* Problem statement *
Set out the lines from the one containing "of the small" through the one containing "226], [363, 218]]", both included, as a Markdown table with the columns Row and Line. Number each row, put one line per row, and leave out blank lines.

* Exercise data *

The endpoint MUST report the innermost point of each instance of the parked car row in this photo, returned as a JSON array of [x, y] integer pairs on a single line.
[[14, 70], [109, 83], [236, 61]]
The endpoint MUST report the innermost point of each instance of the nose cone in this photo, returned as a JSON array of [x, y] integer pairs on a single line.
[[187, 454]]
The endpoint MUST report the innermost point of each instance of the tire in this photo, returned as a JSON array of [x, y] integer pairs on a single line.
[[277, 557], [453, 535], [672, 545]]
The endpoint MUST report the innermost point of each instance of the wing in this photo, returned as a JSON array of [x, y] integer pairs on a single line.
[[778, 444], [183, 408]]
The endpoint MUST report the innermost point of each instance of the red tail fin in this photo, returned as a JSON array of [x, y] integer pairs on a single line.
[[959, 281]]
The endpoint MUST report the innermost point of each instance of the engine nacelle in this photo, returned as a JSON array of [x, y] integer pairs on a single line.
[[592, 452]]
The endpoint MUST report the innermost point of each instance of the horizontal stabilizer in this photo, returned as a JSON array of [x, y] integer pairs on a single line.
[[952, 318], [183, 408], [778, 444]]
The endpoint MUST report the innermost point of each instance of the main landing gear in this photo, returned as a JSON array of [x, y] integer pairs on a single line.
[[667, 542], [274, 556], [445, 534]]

---

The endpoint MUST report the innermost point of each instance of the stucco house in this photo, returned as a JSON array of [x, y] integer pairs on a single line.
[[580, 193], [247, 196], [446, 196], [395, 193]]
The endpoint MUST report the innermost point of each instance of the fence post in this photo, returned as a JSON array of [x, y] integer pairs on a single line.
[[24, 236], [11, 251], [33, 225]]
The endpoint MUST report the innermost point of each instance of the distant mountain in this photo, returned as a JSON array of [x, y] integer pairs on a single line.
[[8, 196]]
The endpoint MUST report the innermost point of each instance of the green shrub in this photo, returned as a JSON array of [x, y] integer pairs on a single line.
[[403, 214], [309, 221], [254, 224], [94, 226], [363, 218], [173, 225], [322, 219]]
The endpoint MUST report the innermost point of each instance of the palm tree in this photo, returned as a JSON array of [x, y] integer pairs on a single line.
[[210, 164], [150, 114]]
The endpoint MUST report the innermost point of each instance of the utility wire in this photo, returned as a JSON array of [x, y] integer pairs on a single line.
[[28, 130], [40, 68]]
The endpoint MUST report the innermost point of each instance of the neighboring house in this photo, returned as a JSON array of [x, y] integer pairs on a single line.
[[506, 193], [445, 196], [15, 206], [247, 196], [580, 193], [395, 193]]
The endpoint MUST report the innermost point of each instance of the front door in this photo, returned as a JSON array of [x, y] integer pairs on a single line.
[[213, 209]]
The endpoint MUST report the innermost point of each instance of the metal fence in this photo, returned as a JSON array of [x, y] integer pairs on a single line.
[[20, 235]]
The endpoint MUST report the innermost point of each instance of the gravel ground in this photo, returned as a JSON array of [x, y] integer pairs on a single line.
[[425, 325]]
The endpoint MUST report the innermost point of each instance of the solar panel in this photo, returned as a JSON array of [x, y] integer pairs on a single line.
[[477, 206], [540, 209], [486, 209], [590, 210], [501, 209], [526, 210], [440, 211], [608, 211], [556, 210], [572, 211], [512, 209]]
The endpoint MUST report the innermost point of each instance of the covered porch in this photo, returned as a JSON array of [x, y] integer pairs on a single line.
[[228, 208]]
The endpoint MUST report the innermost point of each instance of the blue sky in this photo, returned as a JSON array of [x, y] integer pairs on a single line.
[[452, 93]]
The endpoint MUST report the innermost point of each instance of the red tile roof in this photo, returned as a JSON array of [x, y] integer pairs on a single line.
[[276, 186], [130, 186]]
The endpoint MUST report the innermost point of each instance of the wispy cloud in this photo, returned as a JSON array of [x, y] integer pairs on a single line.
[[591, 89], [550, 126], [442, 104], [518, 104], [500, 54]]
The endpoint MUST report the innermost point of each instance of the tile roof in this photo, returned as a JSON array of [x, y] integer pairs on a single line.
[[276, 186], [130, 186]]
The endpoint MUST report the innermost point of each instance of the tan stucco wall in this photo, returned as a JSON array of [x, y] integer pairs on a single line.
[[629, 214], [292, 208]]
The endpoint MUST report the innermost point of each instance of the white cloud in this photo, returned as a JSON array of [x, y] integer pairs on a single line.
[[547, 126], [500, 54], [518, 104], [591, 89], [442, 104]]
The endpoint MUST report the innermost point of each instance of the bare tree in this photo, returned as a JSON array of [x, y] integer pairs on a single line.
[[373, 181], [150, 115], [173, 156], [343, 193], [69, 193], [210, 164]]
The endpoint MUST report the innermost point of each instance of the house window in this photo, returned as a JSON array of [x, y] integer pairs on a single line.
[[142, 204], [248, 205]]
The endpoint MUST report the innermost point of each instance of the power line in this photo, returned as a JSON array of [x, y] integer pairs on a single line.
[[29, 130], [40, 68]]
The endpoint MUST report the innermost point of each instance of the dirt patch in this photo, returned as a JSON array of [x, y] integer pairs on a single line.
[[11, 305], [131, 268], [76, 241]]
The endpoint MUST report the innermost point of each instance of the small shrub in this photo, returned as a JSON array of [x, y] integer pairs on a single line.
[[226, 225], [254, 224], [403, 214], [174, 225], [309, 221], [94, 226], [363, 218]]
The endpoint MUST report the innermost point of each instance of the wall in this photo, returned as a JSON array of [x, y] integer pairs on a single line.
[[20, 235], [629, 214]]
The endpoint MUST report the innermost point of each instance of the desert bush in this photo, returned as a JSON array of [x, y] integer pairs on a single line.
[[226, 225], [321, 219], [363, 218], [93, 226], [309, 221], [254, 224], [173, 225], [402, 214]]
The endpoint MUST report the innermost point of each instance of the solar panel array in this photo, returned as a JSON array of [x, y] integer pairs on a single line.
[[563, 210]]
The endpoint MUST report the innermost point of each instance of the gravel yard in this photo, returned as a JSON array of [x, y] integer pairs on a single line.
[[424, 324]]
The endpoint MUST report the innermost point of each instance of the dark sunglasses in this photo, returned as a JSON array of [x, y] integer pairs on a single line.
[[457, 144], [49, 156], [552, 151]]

--

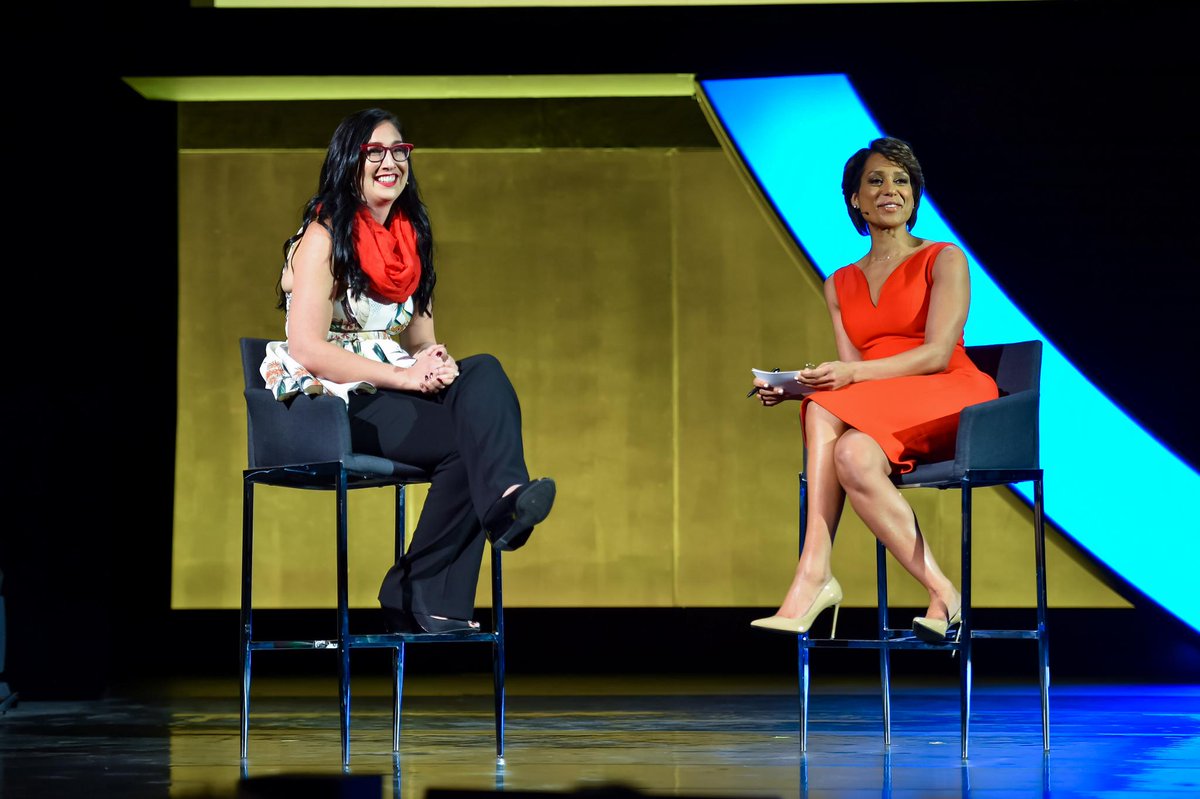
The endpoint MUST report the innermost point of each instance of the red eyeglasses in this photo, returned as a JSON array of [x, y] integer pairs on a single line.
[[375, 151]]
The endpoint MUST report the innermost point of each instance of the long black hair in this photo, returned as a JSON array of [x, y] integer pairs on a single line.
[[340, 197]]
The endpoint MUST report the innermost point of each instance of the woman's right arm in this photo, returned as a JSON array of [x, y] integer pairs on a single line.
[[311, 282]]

* Finished answer *
| Row | Line |
|---|---|
| 1 | The endpoint MUST report the innermost point of each instance of the small shrub in this photo, returned as a JSON array of [x, y] integer pairs on a single line. |
| 2 | [[226, 225], [254, 224], [403, 214], [174, 225], [309, 221], [94, 226], [363, 218]] |